## Exercise brief
Rewrite every line of the records from the line holding "of the gray" through the end of the records, inclusive, with the requests kept as they are. Shift each point coordinate in the answers by adding 9 to it.

## Given data
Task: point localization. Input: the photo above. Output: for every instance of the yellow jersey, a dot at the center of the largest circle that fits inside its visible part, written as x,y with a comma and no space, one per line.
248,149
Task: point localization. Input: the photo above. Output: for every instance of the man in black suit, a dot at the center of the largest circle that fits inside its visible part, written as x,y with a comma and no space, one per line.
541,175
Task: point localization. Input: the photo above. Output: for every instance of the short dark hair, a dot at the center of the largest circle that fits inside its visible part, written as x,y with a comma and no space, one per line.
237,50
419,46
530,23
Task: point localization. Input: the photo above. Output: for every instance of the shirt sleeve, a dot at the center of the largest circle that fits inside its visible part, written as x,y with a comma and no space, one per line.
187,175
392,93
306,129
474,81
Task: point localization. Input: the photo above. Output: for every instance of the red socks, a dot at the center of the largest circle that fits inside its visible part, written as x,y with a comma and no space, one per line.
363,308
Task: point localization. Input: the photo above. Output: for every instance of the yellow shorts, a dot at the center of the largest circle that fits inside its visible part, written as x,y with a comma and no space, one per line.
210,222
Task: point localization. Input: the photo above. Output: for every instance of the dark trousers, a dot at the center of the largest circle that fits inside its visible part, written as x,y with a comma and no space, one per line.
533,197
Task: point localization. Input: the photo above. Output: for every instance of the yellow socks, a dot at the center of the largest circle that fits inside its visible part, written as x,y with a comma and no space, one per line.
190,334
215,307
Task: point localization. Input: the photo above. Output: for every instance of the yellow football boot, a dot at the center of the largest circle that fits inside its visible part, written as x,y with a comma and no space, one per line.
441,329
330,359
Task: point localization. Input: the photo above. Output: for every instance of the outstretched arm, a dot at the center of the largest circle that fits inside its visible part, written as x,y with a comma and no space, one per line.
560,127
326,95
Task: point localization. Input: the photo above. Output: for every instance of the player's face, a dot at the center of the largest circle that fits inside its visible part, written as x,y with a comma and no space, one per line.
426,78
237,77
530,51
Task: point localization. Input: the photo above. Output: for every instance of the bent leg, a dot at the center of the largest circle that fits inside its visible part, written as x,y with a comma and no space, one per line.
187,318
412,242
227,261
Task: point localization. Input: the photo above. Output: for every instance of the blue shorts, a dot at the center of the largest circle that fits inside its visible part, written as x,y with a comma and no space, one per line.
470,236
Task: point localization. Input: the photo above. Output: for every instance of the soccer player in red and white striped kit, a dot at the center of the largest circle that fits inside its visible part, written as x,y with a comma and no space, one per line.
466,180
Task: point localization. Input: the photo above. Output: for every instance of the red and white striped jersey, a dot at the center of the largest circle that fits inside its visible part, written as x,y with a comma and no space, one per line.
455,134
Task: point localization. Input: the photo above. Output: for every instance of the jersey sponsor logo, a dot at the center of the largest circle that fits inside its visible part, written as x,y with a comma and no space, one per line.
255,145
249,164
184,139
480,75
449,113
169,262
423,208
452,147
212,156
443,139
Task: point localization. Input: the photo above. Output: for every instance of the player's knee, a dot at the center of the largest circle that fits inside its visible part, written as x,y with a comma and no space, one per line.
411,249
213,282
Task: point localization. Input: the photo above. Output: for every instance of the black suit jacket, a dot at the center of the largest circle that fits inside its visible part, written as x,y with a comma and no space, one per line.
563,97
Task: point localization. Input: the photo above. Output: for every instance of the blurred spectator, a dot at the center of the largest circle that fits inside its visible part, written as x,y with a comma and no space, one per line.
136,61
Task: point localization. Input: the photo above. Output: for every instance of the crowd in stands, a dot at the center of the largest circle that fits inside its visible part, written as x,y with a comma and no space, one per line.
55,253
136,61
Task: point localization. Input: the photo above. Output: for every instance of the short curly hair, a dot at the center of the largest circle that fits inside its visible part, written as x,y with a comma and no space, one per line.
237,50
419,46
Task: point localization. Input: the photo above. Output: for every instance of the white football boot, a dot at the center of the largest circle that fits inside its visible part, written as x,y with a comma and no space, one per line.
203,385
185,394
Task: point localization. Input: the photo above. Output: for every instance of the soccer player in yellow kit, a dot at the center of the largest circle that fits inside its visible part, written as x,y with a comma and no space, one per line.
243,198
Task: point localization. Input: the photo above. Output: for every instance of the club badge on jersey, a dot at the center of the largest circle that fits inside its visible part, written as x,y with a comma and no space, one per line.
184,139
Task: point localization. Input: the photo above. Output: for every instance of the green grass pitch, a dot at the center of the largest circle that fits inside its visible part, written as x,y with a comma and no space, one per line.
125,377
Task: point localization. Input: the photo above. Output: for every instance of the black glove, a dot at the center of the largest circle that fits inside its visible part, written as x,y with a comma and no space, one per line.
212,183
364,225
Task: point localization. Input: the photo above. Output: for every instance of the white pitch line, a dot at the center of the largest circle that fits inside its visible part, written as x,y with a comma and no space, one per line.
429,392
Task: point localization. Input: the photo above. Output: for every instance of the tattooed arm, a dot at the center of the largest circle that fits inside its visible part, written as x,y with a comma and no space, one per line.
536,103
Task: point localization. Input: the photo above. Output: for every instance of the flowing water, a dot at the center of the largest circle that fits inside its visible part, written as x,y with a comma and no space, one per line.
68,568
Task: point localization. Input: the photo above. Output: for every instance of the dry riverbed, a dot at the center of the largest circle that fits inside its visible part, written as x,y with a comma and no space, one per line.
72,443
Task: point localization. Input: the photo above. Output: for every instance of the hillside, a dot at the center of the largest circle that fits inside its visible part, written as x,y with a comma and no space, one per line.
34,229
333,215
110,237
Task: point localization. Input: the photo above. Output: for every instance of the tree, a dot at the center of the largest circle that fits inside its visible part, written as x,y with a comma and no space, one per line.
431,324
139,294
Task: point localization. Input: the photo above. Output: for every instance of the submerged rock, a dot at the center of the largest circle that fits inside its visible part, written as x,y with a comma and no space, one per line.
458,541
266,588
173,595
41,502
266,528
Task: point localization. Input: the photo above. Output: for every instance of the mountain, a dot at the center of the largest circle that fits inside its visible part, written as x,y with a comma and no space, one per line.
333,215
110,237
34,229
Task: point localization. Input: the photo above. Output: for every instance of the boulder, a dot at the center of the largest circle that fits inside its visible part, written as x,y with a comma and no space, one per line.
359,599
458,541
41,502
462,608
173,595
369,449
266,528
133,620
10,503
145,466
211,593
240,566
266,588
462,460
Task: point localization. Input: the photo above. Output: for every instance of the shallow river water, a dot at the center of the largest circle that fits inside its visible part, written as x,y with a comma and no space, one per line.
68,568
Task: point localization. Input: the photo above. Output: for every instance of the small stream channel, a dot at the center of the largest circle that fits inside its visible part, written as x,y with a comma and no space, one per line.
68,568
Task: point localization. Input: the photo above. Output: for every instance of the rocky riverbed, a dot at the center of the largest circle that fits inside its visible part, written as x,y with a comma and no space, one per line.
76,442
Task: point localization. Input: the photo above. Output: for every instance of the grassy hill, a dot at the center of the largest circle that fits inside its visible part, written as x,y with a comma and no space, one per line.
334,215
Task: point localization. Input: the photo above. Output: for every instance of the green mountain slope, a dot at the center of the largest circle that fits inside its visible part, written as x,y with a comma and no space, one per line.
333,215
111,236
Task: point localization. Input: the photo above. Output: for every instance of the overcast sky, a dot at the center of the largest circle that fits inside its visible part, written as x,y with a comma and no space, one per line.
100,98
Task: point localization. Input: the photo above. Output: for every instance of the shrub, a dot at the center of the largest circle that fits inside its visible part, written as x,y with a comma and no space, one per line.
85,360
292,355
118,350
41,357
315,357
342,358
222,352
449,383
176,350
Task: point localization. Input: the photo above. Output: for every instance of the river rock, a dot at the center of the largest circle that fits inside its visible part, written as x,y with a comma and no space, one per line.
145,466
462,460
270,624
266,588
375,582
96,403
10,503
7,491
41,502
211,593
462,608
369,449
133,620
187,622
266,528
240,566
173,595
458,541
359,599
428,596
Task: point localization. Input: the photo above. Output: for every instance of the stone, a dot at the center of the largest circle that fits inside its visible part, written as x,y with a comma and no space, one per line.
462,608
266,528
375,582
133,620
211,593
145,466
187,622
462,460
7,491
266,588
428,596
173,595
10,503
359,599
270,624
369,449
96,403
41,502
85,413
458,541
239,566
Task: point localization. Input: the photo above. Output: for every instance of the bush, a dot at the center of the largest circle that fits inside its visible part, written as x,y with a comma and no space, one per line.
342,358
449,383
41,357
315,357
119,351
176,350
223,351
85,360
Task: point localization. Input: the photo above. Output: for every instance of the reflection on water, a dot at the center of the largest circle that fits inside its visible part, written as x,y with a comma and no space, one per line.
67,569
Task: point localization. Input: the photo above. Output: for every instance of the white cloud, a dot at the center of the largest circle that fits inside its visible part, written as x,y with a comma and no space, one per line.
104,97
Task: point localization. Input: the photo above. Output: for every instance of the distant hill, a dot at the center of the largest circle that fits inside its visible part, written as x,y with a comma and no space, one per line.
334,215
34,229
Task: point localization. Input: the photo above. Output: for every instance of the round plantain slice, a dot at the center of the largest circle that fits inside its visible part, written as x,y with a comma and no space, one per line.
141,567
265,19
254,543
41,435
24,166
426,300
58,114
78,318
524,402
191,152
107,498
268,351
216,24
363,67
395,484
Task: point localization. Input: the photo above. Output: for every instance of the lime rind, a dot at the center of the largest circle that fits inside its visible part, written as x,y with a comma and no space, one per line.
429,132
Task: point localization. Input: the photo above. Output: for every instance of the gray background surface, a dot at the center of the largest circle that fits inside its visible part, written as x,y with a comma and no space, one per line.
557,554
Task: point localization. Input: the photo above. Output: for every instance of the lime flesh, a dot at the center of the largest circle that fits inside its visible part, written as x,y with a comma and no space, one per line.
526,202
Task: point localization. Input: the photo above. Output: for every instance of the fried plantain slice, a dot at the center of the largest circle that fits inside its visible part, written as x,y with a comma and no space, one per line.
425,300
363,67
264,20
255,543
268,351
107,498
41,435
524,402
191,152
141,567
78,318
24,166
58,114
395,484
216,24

## Response for this exercise
Task: point localization. Input: the photo above. Output: for every instance of the gray background surface, a dot at the center of the largest circle that fits inside its visible part, written as x,y with a comma and no space, one per line.
566,563
Task: point localization. Input: the photo above. Output: for every instance of the lime flesh, a dot at the center of the largest circle that fits inside its visible part, written as x,y with a comma and no space, one per line.
535,211
Task: point localization. Input: the photo above. Output: for every instance of the fried plantain slice, a dot at the center of the largest circle that fits inside its visible part, written as x,y with a comma and no space, one per line.
434,309
372,76
273,29
264,552
277,360
116,507
50,444
533,411
200,161
150,576
87,327
33,175
67,123
404,493
225,33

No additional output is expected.